▸ Requests:
a. In the text on grief, how long ago did the writer and AlmostMr.Maxanne break up?
b. List the sources of help the text on grief suggests for bearing the pain of missing Marie.
c. Carry on writing the text on grief from its final sentence.

▸ Extract provided:
## Start

There is no timetable for grief - it takes as long as it takes, and anyone who tells you otherwise doesn't understand it.

AlmostMr.Maxanne and I broke up five years ago. We were going to live happily ever after, and all that jazz. I fell apart after we broke up. I cried for months - literally. To the point where my friends were yelling at me. I was really unhinged, and that was followed up with a year long bout of suicidal depression.

I finally chose to live - and had to do some hard work in order to ensure better mental health. For years after though, I cried about him on many occasions. This past year he started seeing someone else.
It didn't kill me. It didn't even make me cry. I will always love him, but he wasn't right for me. I wouldn't be doing the great things I am doing now if I'd married him. I'll always be alone - but I have great friends and important work to do.

You will never stop loving Marie, or missing her. The pain will just become easier to bear. One way toward that goal is to have someone to talk to. Talking lightens the load. There are grief support groups and counselors - something to think about.

## End

▸ Provided material:
## Start

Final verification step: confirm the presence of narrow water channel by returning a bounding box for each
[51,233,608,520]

## End
## Start

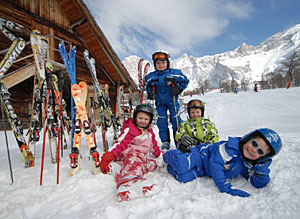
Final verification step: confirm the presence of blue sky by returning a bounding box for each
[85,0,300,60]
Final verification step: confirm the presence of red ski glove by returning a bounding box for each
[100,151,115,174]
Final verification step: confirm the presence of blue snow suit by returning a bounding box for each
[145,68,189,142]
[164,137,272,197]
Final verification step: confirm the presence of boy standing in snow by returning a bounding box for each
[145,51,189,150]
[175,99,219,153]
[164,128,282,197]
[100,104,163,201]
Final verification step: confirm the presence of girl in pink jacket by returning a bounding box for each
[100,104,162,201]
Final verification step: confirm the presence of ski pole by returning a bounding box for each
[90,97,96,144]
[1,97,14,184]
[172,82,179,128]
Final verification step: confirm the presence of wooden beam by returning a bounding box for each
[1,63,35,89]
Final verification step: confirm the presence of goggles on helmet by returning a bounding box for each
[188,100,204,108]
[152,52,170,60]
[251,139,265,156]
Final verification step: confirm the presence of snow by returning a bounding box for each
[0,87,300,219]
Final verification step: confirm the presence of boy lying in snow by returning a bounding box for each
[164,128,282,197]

## End

▸ Answers for the exercise:
a. Five years ago.

b.
- Someone to talk to
- Grief support groups
- Counselors

c.
Getting outside yourself is probably a good idea. As it happens, this is a really good time to get involved in a political campaign. It's a good way to meet like minded people, have some fun, and do something valuable as well.

You said you aren't sure about what you like to do. Try things. Take some chances. Try things you've always wanted to try. Learn how to drive a motorcycle. Skydive. Join a book group. Take music lessons. Take a college class. Get involved with what's happening in your community. There's plenty to do. Keep trying till you find what fits.

Remember to breathe, TZ. Be easy on yourself.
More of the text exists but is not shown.